* [Work to complete]:
**A.** Render the rows, from the line containing "Objective — for every instance of the woman's" through the last of the rows, as a Markdown table with two columns, Number and Line. Give each line a number and skip any blank lines.
**B.** Carry the description of the Doubri deduplication tool forward from its final line.

Doubri is a C++ implementation of deduplication (e.g., removing similar documents).

  • Doubri does not require a special infrastructure for data parallelism (e.g., Spark) or a database. It can run on the standard server(s) with (many) CPU cores, (large) main memory, and a file system.
  • Doubri assumes that source documents are stored in the following format:
    • Each source document is encoded in a JSON object where the text is stored in the value of "text" key.
    • Source documents are represented in JSON Lines format (.jsonl), in other words, one JSON document per line.
  • Doubri converts a source file (.jsonl) to a MinHash file (.hash) where each document is represented by MinHash values. It then performs deduplication on MinHash files. Once MinHash files are created, Doubri does not have to access source documents during deduplication (i.e., you don't have to keep source documents in the storage).
  • Doubri maintains a 'flag' file (.f) to indicate whether a document in a source file is non-duplicate (1) or duplicate (0). Doubri initializes the flag of a document as 1 initially and changes it to 0 when the document is recognized as a duplicate.
  • After all deduplication processes are completed, we can extract non-duplicate documents by extracting the lines in the source file (.jsonl) such that the corresponding values of the flag file (.f) are 1.
  • When the number of source documents is extremely large, it is impossible to store MinHash values of all documents on the main memory. Doubri assumes that the source documents are split into smaller groups such that deduplication on each group can be completed on the main memory.
    • doubri-self performs deduplication within a group and generates index files (.index) that stores sorted MinHash values of the documents.
    • Given index files of a group, doubri-other finds documents in other groups that are duplicates of the documents in the given group.
  • Doubri does not implement parallelization code for simplicity when the job is easily parallelized by mere data parallelism with an external command (e.g., xargs, GNU parallel). Doubri implements a multi-thread pool for recognizing duplicated documents in multiple groups (doubri-other), storing the index in the shared memory.
  • Doubri computes MinHash values on character n-grams in Unicode (not in UTF-8 byte sequence). This is a preferable treatment for computing text similarity in languages that use non-ASCII characters.

* [Provided data]:
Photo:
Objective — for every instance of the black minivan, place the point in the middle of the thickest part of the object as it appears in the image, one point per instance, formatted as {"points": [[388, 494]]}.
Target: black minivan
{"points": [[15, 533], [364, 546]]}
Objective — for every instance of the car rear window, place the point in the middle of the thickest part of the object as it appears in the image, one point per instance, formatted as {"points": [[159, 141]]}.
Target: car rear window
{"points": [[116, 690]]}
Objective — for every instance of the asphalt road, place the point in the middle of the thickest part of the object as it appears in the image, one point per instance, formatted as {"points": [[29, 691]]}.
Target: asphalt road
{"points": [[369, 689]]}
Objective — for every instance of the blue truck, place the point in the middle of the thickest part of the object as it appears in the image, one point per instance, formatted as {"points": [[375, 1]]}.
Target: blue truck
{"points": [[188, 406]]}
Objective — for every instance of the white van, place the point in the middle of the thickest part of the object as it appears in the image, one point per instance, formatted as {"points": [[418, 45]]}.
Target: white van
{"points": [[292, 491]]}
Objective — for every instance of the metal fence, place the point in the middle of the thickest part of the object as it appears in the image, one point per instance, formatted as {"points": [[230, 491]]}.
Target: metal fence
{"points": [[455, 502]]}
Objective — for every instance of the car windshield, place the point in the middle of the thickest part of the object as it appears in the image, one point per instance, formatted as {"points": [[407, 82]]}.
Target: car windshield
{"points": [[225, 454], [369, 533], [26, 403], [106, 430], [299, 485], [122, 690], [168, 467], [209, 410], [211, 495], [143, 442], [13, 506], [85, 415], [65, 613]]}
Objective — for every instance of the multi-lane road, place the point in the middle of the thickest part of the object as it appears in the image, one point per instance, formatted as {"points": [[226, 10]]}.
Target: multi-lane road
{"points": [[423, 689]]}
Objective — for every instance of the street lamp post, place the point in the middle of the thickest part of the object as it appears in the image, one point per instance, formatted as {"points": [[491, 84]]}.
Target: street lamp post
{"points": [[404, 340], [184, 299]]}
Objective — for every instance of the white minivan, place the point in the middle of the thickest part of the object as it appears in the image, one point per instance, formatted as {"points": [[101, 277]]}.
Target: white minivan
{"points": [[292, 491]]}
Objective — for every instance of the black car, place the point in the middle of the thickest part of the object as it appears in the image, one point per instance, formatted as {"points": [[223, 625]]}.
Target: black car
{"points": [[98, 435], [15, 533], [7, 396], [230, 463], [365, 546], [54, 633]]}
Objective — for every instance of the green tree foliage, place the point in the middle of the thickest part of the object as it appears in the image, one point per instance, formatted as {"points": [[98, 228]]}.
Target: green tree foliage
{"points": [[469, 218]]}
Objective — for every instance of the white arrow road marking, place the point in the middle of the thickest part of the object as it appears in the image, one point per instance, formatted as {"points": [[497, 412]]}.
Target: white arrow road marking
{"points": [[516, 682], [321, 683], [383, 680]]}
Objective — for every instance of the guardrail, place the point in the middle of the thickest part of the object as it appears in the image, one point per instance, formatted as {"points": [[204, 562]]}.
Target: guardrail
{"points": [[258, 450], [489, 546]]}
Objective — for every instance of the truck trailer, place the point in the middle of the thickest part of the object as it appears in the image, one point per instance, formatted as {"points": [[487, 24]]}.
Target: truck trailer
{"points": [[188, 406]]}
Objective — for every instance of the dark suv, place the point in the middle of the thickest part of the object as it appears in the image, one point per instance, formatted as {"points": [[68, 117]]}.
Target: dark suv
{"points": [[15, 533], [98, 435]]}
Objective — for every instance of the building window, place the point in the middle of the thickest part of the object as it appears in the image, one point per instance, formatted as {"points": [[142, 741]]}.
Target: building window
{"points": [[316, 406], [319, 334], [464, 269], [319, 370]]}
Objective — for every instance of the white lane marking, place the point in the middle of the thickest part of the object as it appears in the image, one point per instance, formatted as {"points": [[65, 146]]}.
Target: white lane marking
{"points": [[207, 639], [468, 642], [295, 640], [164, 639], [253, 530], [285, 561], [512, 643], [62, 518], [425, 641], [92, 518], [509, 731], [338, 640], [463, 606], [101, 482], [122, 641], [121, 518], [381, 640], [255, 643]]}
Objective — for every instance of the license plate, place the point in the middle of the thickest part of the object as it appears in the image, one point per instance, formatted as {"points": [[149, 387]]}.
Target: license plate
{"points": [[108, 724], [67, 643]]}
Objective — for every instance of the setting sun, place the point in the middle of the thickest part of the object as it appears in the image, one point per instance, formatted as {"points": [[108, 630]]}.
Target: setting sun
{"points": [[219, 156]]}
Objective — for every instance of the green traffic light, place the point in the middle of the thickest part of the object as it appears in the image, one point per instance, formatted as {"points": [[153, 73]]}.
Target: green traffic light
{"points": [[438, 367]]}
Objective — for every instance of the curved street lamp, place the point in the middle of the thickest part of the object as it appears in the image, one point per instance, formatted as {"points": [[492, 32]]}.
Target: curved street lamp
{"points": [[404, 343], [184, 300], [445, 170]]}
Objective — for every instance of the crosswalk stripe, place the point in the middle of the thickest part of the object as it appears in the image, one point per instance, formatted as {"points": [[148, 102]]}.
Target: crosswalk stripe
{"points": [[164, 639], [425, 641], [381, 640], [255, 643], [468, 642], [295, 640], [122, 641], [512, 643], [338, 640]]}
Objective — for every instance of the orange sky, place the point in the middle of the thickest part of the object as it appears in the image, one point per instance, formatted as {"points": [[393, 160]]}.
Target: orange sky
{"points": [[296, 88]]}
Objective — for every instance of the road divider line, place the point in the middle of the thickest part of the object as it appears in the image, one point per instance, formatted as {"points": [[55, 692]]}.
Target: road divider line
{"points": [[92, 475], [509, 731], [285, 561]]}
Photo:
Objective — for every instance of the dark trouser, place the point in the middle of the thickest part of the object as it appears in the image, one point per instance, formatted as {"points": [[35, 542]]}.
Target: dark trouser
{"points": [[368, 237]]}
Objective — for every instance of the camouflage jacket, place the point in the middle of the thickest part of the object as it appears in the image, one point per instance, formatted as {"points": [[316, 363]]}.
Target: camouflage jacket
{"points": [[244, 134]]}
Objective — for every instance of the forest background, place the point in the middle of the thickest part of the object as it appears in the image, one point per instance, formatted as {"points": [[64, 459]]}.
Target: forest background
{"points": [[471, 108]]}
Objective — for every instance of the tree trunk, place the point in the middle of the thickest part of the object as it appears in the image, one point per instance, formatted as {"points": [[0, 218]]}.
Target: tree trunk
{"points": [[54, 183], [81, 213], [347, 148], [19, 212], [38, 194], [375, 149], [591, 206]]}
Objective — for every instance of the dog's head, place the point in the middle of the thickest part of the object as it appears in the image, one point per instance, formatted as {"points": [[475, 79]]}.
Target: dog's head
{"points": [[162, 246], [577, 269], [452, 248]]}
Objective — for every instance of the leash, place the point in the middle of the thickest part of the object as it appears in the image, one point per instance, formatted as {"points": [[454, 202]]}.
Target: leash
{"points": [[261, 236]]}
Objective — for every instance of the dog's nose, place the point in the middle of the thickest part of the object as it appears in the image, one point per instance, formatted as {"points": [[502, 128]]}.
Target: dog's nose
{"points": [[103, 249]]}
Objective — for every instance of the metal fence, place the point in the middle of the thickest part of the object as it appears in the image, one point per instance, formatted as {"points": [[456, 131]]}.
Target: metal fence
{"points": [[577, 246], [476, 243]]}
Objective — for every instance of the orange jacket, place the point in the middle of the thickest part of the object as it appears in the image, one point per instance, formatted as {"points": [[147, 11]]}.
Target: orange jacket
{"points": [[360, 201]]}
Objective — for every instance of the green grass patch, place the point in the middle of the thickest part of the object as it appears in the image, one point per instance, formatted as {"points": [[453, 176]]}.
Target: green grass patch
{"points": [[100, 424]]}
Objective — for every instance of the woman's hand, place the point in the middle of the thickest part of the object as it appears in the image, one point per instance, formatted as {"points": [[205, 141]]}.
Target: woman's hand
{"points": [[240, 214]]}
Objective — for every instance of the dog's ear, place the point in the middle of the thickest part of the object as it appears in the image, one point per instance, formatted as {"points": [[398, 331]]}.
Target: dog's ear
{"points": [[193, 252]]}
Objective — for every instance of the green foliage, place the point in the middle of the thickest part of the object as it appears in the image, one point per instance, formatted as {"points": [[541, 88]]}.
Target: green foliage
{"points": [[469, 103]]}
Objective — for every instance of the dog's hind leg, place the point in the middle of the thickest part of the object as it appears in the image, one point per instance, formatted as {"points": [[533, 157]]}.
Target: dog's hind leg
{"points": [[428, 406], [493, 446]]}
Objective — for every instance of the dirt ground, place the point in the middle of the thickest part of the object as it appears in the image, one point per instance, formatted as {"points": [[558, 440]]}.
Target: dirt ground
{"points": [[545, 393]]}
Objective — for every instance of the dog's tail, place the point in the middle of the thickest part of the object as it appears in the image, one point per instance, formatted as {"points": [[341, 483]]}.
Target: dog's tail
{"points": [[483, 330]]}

* [Responses to the tasks]:
**A.**
| Number | Line |
|---|---|
| 1 | Objective — for every instance of the woman's hand, place the point in the middle of the thickest part of the object as it appears in the image, one point per instance, formatted as {"points": [[205, 141]]}. |
| 2 | Target: woman's hand |
| 3 | {"points": [[240, 214]]} |
| 4 | Objective — for every instance of the dog's ear, place the point in the middle of the thickest part of the object as it appears in the image, one point per instance, formatted as {"points": [[398, 331]]}. |
| 5 | Target: dog's ear |
| 6 | {"points": [[193, 252]]} |
| 7 | Objective — for every instance of the green foliage, place the point in the middle of the thickest part of the object as it appears in the image, one point per instance, formatted as {"points": [[541, 88]]}. |
| 8 | Target: green foliage |
| 9 | {"points": [[469, 103]]} |
| 10 | Objective — for every instance of the dog's hind leg, place the point in the middle of the thickest part of the object as it appears in the image, one point per instance, formatted as {"points": [[533, 157]]}. |
| 11 | Target: dog's hind leg |
| 12 | {"points": [[428, 406], [493, 446]]} |
| 13 | Objective — for every instance of the dirt ground, place the point in the middle of the thickest part of the object as it appears in the image, one point per instance, formatted as {"points": [[558, 440]]}. |
| 14 | Target: dirt ground |
| 15 | {"points": [[545, 393]]} |
| 16 | Objective — for every instance of the dog's tail, place the point in the middle of the thickest part of the object as it appears in the image, one point per instance, formatted as {"points": [[341, 483]]}. |
| 17 | Target: dog's tail |
| 18 | {"points": [[483, 330]]} |

**B.**
Origin of the name: in Japanese, we say daburu (ダブる) when something is a duplicate

MinHash deduplication

Theory

First, let us review the Jaccard coefficient (Jaccard, 1912) and MinHash (Broder, 1997). The Jaccard coefficient is a similarity measure defined between two sets. When using Jaccard coefficient as a similarity measure for text, we represent a text with a set of features. The definition of features is arbitrary, but we use character $n$-grams in this explanation. When two texts are represented by sets of features $X$ and $Y$, the Jaccard coefficient is given by,

$$ \mathrm{Jaccard}(X, Y) = \frac{|X \cap Y|}{|X \cup Y|} . $$

The Jaccard coefficient ranges from 0 to 1. The more elements $X$ and $Y$ have in common, i.e., the more similar the two texts are in the feature space, the closer to $1$ it is. In contrast, when few elements are commonly included in $X$ and $Y$, the Jaccard coefficient approaches $0$.

Next, we explain MinHash, which approximately computes a Jaccard coefficient without explicitly finding $X \cup Y$ or $X \cap Y$. First, we prepare multiple hash functions $H = {h_1, \dots, h_{|H|}}$ where each hash function randomly maps an $n$-gram to an integer value. MinHash of a set $X$ on the hash function $h$ is defined as the minimum of hash values computed for all elements in $X$.

$$ \mathrm{MinHash}h(X) = \min{x \in X} h(x) $$

Assuming that a hash function $h \in H$ randomly maps an $n$-gram to a hash value and that no collision of hash values occurs, we can find a Jaccard coefficient from the empirical probability that the MinHash values of $X$ and $Y$, computed by $|H|$ hash functions, match.

$$ \mathrm{Jaccard}(X, Y) \approx \frac{1}{|H|}\sum_{h \in H}\mathbf{1}(\mathrm{MinHash}_h(X) = \mathrm{MinHash}_h(Y)) $$

Here, $\mathbf{1}(\mathrm{MinHash}_h(X) = \mathrm{MinHash}_h(Y))$ presents $1$ when $\mathrm{MinHash}_h(X) = \mathrm{MinHash}_h(Y)$ and $0$ otherwise. The right-hand side of the above approximation gives the empirical probability of the matches of MinHash values.

Here is a brief explanation of why the above approximation holds. Calculating $\mathrm{MinHash}_h(X)$ and $\mathrm{MinHash}_h(Y)$ is equivalent to reordering the elements of $X$ and $Y$ by the criteria defined by the hash function $h$ and extracting the first element. There are $|X \cup Y|$ candidate elements to be extracted, and if the MinHash values of $X$ and $Y$ match, then the element is extracted from $X \cap Y$. Because there are $|X \cap Y|$ elements that match the condition, the above approximation holds.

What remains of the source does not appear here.